Document:
>> start

Django, pytz, NonExistentTimeError and AmbiguousTimeError

Published at March 29, 2015 | Tagged with: , , ,

Brief: In one of the project I work on we had to convert some old naive datetime objects to timezone aware ones. Converting naive datetime to timezone aware one is usually a straightforward job. In django you even have a nice utility function for this. For example:

import pytz
from django.utils import timezone


timezone.make_aware(datetime.datetime(2012, 3, 25, 3, 52),
                    timezone=pytz.timezone('Europe/Stockholm'))
# returns datetime.datetime(2012, 3, 25, 3, 52, tzinfo=<DstTzInfo 'Europe/Stockholm' CEST+2:00:00 DST>)

Problem: You can use this for quite a long time until one day you end up with something like this:

timezone.make_aware(datetime.datetime(2012, 3, 25, 2, 52),
                    timezone=pytz.timezone('Europe/Stockholm'))

# which leads to
Traceback (most recent call last):
  File "", line 1, in 
  File "/home/ilian/venvs/test/lib/python3.4/site-packages/django/utils/timezone.py", line 358, in make_aware
    return timezone.localize(value, is_dst=None)
  File "/home/ilian/venvs/test/lib/python3.4/site-packages/pytz/tzinfo.py", line 327, in localize
    raise NonExistentTimeError(dt)
pytz.exceptions.NonExistentTimeError: 2012-03-25 02:52:00

Or this:

    
timezone.make_aware(datetime.datetime(2012, 10, 28, 2, 52),
                    timezone=pytz.timezone('Europe/Stockholm'))

#throws
Traceback (most recent call last):
  File "", line 1, in 
  File "/home/ilian/venvs/test/lib/python3.4/site-packages/django/utils/timezone.py", line 358, in make_aware
    return timezone.localize(value, is_dst=None)

>> end

Listed records:
>> start

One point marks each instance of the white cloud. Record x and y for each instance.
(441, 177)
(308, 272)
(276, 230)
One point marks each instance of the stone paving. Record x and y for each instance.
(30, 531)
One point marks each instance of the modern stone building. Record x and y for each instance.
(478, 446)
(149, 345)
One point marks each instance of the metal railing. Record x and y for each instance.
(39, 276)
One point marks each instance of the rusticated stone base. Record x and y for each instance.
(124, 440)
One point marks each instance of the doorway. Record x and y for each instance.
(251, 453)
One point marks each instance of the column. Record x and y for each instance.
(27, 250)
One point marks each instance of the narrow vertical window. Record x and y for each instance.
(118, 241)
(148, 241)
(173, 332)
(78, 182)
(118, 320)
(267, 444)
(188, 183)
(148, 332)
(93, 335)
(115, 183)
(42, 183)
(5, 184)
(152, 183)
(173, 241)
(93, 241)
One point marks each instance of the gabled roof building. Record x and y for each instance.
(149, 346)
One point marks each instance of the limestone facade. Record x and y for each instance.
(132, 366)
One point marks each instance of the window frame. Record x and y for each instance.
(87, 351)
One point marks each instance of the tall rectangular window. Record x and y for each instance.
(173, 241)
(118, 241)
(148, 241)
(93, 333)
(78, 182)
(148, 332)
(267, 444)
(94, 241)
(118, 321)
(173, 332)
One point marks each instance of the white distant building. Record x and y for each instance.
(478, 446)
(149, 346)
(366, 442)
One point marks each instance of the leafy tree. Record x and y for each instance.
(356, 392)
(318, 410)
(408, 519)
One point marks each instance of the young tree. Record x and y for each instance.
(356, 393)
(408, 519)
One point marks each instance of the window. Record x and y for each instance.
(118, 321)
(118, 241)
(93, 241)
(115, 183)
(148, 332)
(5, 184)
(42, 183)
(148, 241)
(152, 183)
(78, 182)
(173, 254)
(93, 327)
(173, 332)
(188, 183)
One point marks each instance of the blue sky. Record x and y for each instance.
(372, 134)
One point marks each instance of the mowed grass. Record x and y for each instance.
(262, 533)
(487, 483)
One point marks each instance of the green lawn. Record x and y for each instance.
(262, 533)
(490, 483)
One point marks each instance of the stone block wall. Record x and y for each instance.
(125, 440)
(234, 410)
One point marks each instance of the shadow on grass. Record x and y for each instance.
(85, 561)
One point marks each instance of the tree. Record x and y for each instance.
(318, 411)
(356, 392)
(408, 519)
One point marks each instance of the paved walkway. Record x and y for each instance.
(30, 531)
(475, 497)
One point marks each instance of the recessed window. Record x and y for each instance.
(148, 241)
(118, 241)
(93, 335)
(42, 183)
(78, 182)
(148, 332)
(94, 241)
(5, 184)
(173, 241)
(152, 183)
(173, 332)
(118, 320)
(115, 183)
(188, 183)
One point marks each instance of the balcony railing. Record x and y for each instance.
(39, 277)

>> end
>> start

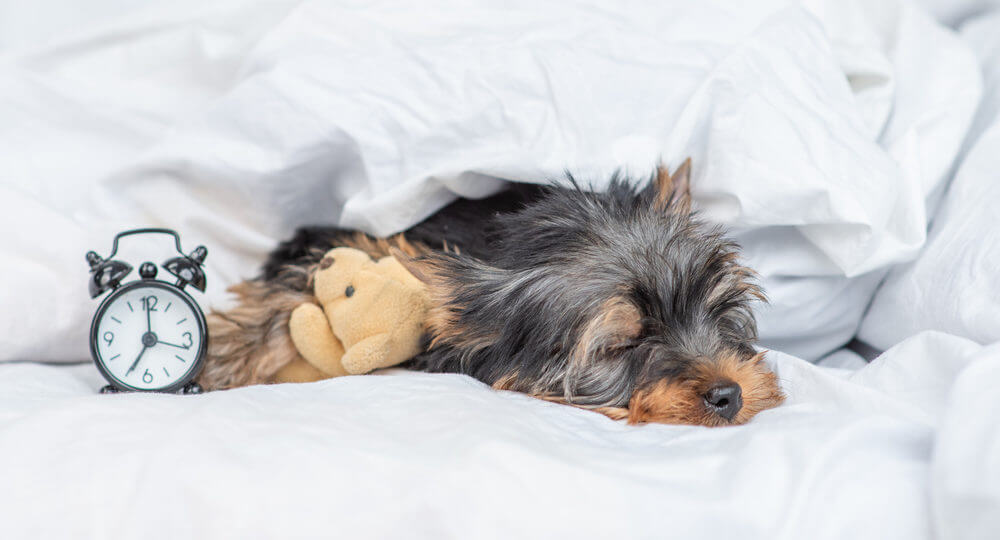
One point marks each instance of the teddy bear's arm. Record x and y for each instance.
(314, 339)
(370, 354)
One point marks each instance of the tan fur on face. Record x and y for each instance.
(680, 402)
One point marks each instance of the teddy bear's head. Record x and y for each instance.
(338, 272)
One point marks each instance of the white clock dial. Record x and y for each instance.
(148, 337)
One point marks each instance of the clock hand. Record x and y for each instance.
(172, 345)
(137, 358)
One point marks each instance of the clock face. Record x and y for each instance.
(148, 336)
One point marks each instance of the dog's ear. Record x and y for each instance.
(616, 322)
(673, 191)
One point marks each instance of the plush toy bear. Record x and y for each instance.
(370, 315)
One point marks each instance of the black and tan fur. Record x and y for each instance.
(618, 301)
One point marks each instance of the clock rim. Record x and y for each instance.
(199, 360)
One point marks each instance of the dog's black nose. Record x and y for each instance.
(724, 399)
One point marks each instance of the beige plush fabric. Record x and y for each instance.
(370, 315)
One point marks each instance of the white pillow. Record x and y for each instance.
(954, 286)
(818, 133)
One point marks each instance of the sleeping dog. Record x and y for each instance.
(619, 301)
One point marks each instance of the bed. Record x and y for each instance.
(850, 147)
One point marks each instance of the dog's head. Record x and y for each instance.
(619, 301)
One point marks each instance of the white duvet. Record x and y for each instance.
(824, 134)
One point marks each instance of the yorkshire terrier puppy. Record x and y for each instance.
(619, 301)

>> end
>> start

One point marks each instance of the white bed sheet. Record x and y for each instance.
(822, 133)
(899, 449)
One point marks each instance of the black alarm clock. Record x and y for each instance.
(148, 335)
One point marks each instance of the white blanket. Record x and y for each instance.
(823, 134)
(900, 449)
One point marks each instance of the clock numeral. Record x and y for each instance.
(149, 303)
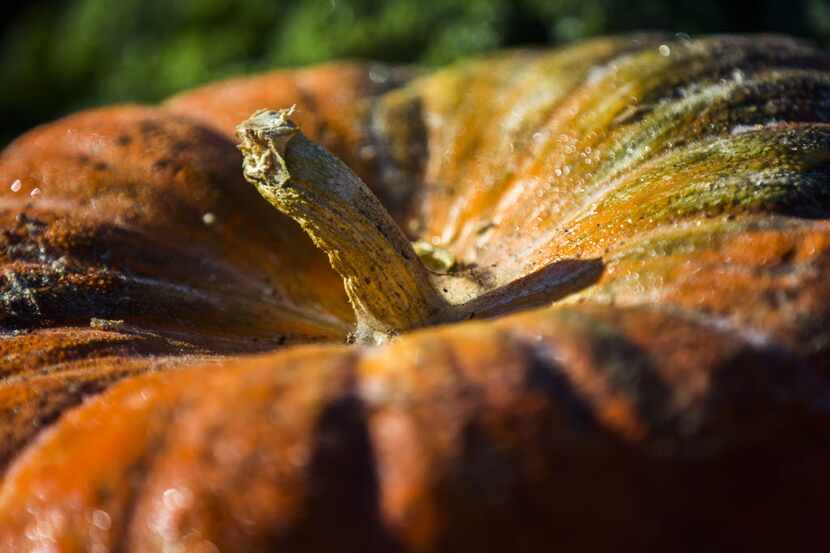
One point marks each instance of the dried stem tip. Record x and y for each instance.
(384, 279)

>> end

List of tasks:
1. Copy the article from "Published at March" to "tzinfo=<DstTzInfo 'Europe/Stockholm' CEST+2:00:00 DST>)", swapping "Europe/Stockholm" for "Europe/Oslo".
2. List every datetime.datetime value passed to timezone.make_aware in the article's code.
3. Does the article support each statement? (a) It was published in March 2015. (b) Calling make_aware with 2012-03-25 at 2:52 returns a datetime in CEST. (c) Django's make_aware calls localize with is_dst=None.

Answers for the tasks:
1.
Published at March 29, 2015 | Tagged with: , , ,

Brief: In one of the project I work on we had to convert some old naive datetime objects to timezone aware ones. Converting naive datetime to timezone aware one is usually a straightforward job. In django you even have a nice utility function for this. For example:

import pytz
from django.utils import timezone


timezone.make_aware(datetime.datetime(2012, 3, 25, 3, 52),
                    timezone=pytz.timezone('Europe/Oslo'))
# returns datetime.datetime(2012, 3, 25, 3, 52, tzinfo=<DstTzInfo 'Europe/Oslo' CEST+2:00:00 DST>)

2.
- datetime.datetime(2012, 3, 25, 3, 52)
- datetime.datetime(2012, 3, 25, 2, 52)
- datetime.datetime(2012, 10, 28, 2, 52)

3.
(a) Yes: "Published at March 29, 2015"
(b) No: "pytz.exceptions.NonExistentTimeError: 2012-03-25 02:52:00"
(c) Yes: "return timezone.localize(value, is_dst=None)"